▶ _WHAT TO DO_
How many lines in the records below hold the string "every"? Answer with the number alone.

▶ _RECORD SET_
──────

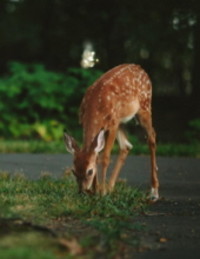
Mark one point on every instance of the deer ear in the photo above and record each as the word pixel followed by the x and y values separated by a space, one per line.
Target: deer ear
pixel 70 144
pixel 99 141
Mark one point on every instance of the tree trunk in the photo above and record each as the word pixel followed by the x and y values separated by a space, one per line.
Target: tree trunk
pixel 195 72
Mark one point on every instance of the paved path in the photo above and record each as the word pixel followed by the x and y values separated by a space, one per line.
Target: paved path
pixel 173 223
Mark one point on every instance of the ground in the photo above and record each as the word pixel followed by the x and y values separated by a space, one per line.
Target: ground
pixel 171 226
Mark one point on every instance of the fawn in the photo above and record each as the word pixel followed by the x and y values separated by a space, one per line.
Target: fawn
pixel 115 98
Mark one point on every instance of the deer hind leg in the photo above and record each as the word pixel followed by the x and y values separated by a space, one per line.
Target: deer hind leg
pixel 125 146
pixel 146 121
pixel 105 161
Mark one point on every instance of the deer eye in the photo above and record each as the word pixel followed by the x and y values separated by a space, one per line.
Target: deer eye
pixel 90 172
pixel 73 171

──────

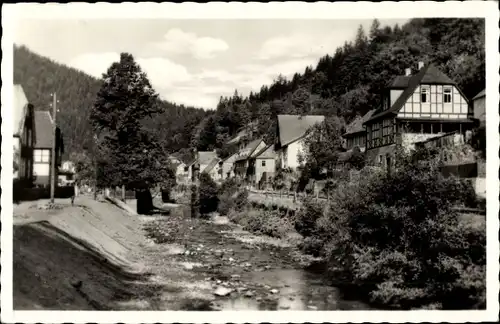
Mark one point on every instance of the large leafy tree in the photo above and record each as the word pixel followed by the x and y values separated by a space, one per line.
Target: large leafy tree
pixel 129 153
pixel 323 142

──────

▶ _TASK ANSWER_
8